- _Point localization data_
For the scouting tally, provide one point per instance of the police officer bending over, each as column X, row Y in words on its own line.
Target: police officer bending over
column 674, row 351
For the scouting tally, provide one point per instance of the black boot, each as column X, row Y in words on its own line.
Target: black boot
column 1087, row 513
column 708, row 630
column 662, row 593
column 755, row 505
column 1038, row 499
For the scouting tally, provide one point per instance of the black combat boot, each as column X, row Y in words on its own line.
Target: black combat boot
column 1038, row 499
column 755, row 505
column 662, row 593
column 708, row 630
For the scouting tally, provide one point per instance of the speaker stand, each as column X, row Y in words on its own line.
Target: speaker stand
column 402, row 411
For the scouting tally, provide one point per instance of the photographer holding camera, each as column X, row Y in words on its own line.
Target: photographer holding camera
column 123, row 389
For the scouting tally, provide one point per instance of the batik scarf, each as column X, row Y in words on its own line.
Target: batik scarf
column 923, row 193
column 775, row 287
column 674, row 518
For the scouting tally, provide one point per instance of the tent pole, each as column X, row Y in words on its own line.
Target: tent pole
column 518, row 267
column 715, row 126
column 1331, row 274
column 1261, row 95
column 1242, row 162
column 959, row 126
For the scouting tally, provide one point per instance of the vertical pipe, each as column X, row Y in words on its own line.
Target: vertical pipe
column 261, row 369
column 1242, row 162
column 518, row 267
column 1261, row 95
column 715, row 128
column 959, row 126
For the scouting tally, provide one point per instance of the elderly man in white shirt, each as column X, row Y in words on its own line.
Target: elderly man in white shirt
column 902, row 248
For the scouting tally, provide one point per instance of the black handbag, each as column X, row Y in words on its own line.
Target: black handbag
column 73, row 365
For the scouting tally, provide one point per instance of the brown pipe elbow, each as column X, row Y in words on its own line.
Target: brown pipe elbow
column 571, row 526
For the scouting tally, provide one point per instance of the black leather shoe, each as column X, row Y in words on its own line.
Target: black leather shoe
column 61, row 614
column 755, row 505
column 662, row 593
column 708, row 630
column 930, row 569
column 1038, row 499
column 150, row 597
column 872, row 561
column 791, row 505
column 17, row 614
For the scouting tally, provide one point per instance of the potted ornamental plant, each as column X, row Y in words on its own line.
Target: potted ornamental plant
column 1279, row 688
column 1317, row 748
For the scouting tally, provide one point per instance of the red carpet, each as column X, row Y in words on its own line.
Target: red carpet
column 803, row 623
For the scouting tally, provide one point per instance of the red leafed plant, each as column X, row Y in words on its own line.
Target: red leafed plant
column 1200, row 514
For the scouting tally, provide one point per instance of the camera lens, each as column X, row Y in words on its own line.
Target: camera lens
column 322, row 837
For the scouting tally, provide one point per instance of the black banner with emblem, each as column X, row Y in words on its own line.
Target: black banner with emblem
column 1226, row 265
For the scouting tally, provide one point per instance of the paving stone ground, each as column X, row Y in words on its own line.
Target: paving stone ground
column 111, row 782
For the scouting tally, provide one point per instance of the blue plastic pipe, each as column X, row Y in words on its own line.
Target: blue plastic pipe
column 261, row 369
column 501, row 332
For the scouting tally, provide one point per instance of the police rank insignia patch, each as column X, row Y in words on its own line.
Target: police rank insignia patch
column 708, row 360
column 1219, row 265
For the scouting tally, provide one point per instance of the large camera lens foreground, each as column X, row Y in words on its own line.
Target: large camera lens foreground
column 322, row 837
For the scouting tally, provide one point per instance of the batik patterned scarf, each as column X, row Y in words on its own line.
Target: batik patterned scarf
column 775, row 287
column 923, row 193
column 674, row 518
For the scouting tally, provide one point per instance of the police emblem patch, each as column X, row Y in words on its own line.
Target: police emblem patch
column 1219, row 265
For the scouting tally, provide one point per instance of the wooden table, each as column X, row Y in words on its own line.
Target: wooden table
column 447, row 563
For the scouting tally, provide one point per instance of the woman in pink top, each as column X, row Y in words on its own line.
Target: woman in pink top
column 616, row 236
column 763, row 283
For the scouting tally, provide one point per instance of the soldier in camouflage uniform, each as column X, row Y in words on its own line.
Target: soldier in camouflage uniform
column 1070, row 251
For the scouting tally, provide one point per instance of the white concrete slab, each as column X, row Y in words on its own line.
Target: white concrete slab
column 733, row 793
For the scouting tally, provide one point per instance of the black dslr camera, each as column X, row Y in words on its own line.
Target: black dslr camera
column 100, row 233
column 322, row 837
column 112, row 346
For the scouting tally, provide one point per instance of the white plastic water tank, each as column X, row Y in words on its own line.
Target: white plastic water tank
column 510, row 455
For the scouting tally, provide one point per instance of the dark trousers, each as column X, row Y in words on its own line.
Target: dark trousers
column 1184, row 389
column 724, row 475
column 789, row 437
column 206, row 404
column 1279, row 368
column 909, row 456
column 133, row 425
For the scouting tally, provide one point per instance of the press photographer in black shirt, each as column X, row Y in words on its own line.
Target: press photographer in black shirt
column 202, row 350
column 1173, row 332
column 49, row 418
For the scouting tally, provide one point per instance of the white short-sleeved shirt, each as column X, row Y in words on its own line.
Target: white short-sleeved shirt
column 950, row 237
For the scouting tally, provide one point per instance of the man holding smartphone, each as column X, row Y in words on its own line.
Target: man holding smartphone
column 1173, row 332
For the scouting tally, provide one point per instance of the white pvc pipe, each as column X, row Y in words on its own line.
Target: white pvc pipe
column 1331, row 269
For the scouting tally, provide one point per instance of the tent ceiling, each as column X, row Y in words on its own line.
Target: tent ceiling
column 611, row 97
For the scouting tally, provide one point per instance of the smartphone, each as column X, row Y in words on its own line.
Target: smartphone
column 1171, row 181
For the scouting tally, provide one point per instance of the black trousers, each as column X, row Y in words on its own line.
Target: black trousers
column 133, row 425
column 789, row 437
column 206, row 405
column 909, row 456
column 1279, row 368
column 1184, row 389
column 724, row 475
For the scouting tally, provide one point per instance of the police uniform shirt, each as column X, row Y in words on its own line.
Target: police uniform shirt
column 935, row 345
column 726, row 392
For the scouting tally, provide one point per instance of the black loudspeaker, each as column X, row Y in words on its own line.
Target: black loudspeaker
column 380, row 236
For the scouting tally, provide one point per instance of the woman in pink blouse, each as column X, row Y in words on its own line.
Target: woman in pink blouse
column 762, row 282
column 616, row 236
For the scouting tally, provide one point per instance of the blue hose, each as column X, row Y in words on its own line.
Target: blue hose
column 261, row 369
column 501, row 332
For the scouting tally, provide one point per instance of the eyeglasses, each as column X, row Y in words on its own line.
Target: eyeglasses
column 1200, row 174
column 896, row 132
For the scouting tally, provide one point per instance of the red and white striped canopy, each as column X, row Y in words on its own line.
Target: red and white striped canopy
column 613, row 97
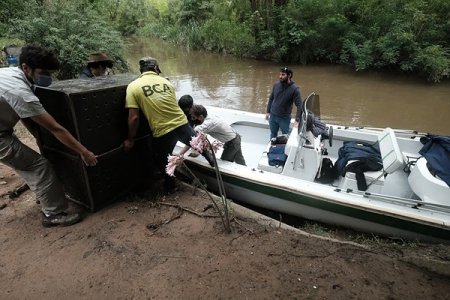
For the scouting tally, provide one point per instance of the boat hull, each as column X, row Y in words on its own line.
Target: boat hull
column 306, row 206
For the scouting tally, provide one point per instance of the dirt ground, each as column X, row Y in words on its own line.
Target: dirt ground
column 170, row 247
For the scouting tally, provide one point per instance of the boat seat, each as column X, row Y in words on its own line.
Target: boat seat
column 426, row 186
column 392, row 159
column 263, row 163
column 390, row 151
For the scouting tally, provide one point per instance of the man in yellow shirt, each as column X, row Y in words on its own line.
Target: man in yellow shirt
column 155, row 96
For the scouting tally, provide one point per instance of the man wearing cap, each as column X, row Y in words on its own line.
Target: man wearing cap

- _Assignment_
Set down the entries shown above once more, exactly as they read, but without pictures.

- _Problem solution_
For the scouting tally, provide one point per instance of the police officer bending over, each as column X, row Y in words on its own line.
Target: police officer bending over
column 674, row 351
For the scouting tally, provide one point per instance of the black boot, each as column X, row Y in words on its own line.
Target: black boot
column 1087, row 513
column 708, row 630
column 662, row 593
column 755, row 505
column 1038, row 499
For the scouting tally, provide one point per instance of the black combat boot, each as column X, row Y in words on its own line.
Target: black combat boot
column 1038, row 499
column 755, row 505
column 662, row 593
column 708, row 630
For the scouting tally, provide one point per instance of the speaker stand, each as column X, row Y in words on its own line.
Target: speaker stand
column 402, row 411
For the scouting tally, provide one point per instance of the photographer holding camera, each as column X, row Y in words on its own line.
Target: photographer holding camera
column 123, row 389
For the scouting tally, provide one point per instance of the batik scarf, each as column X, row Y in words on its own line.
Target: batik scarf
column 923, row 193
column 775, row 287
column 674, row 518
For the scouting tally, provide one point per instance of the tent pole, each as column X, row Y in words on its own line.
Target: tent pole
column 518, row 267
column 715, row 126
column 1331, row 274
column 1261, row 95
column 1242, row 162
column 959, row 126
For the scouting tally, provide one point per instance of the vertical pipe, each as column X, row Y in words on its own line.
Target: vertical pipe
column 261, row 369
column 1242, row 162
column 518, row 267
column 1261, row 95
column 715, row 128
column 959, row 126
For the scouting tally, provide one point per instance of the elderly man in white shirt, each as column X, row Y in words on its own line.
Target: elderly man in white shirt
column 902, row 248
For the scouting tally, provide one point per instance of the black handbag, each as column X, row Y in words on its own line.
Target: black handbag
column 73, row 365
For the scouting tally, provide one point per instance of the brown pipe elbow, each as column X, row Y in words on its own line.
Target: brown pipe elbow
column 571, row 526
For the scouting tally, provide one point per instance of the black leather shoe, each as column X, row Y in words on its own line.
Target: black leather shoe
column 61, row 614
column 755, row 505
column 662, row 593
column 708, row 630
column 930, row 569
column 1038, row 499
column 150, row 597
column 872, row 561
column 791, row 505
column 17, row 614
For the scouting tally, provide one point per instance of the potted ornamental plant, each as column X, row Y in words on its own line.
Target: potted ornamental plant
column 1279, row 688
column 1317, row 748
For the scouting tally, provide one point per instance of the red carpet, each as column X, row Y in words on its own line.
Target: red carpet
column 803, row 623
For the scouting tally, provide one point per instance of the red leafed plant, each as column X, row Y in words on its own line.
Target: red leafed plant
column 1200, row 514
For the scouting tally, provide one point per instance of the camera lens, each as column X, row Y in words on its own line.
Target: camera lens
column 322, row 837
For the scouting tally, provide one point per instance of the black banner with emblem, each as column X, row Y in words on its own line.
Target: black banner with emblem
column 1226, row 265
For the scouting tally, provide one point per instance of the paving stone ground, each as column X, row Y in words on its own line.
Target: paving stone ground
column 111, row 782
For the scouting tally, provide one point per instance of the blue plastic pipe, each as column X, row Y in words on its own line.
Target: blue plastic pipe
column 261, row 369
column 501, row 332
For the scouting tally, provide one point per instance of the police rank insignia patch, each as column X, row Y in words on its own line.
Target: police rank insignia patch
column 708, row 360
column 1219, row 265
For the scouting tally, provide one point per instance of the large camera lens foreground, each as column X, row Y in words on its own line.
Target: large camera lens foreground
column 322, row 837
For the scouting tally, provide one point per instance of the batik patterned scarf, each as column X, row Y in words on its own line.
Target: batik patterned scarf
column 775, row 287
column 923, row 193
column 674, row 518
For the scouting tally, provide one point per instance of the police emblem patch, each as column X, row Y in words on its own line.
Target: police emblem patch
column 1219, row 265
For the scouting tally, provide one point per instance of the wooden table, each as column X, row Y in words on its own line.
Target: wooden table
column 447, row 563
For the scouting tally, provide one point per instance of the woman in pink top, each as column X, row Y in words on its own line.
Target: woman in pink top
column 616, row 236
column 763, row 283
For the scouting tally, provide one point per instance of the soldier in camouflage uniform, each as column X, row Y in words on its own line.
Target: soldier in camouflage uniform
column 1070, row 251
For the scouting tally, provide one point per instance of the white concrete slab, each as column X, row Y in words on its own line.
Target: white concrete slab
column 733, row 793
For the scouting tally, provide one point per instance of the black dslr camera, each as column X, row Y in words on its own line.
Target: black dslr camera
column 100, row 233
column 322, row 837
column 112, row 346
For the scouting tally, provide one point per instance of the white plastic water tank, each as column X, row Y in words on its own line.
Target: white plastic water tank
column 510, row 455
For the scouting tally, provide one point per instance of the dark trousers, each as column X, row Y in words on its own line.
Target: dark trousers
column 1184, row 389
column 724, row 475
column 789, row 437
column 206, row 404
column 1279, row 368
column 909, row 456
column 133, row 425
For the scouting tally, provide one point per instance of the press photographer in black shirt, each as column X, row Y in words on its own line.
Target: press photographer in black shirt
column 202, row 350
column 1173, row 332
column 49, row 418
For the scouting tally, provide one point per instance of the white short-sleeved shirt, each as column X, row Y in words on its own line.
Target: white short-sleeved shirt
column 950, row 237
For the scouting tally, provide one point per instance of the man holding smartphone, each as column X, row Y in words on its own line.
Target: man holding smartphone
column 1173, row 332
For the scouting tally, provide one point per instance of the white pvc pipe, each as column X, row Y in words on its own line.
Target: white pvc pipe
column 1331, row 269
For the scouting tally, provide one point per instance of the tent ceiling, each as column X, row Y in words on its own line.
Target: tent ceiling
column 611, row 97
For the scouting tally, provide one point per instance of the smartphone, each as column X, row Y in words on its own line.
Target: smartphone
column 1171, row 181
For the scouting tally, provide one point per instance of the black trousers, each as column X, row Y in words on its own line.
Target: black trousers
column 133, row 425
column 789, row 437
column 206, row 405
column 909, row 456
column 1279, row 368
column 1184, row 389
column 724, row 475
For the scouting tally, provide one point per instance of the police uniform shirt, each as column X, row Y in words on its own line.
Target: police uniform shirt
column 935, row 345
column 726, row 392
For the scouting tally, provide one point per instance of the black loudspeaker, each as column X, row Y in words on its own line.
Target: black loudspeaker
column 380, row 236
For the scouting tally, provide one point per instance of the woman in pink blouse, each as column X, row Y in words on its own line.
Target: woman in pink blouse
column 762, row 282
column 616, row 236
For the scouting tally, provide one point per instance of the blue hose, each as column X, row Y in words on its own line.
Target: blue hose
column 261, row 369
column 501, row 332
For the scouting tally, provide one point per instance of the eyeglasses, each as column X, row Y in words on its own line.
Target: eyeglasses
column 1200, row 174
column 896, row 132
For the scouting tally, provide one point per instance of the red and white striped canopy, each as column X, row Y in words on its own line.
Target: red and white striped canopy
column 613, row 97
For the scouting tally, provide one point per instance of the boat hull, each as column X, row Y in words on its own line.
Target: boat hull
column 306, row 206
For the scouting tally, provide one point per instance of the dirt ground, each as column X, row Y in words on its own line.
Target: dirt ground
column 170, row 247
For the scouting tally, provide one point per instance of the boat seat, each as column X, row Y in words on its own line.
Target: boat seat
column 426, row 186
column 392, row 159
column 263, row 163
column 390, row 151
For the scouting tally, provide one point per instance of the man in yellow shirt, each as column X, row Y in words on its own line.
Target: man in yellow shirt
column 155, row 96
For the scouting tally, provide one point per instance of the man wearing cap, each as column X, row Y in words on its own line.
Target: man wearing cap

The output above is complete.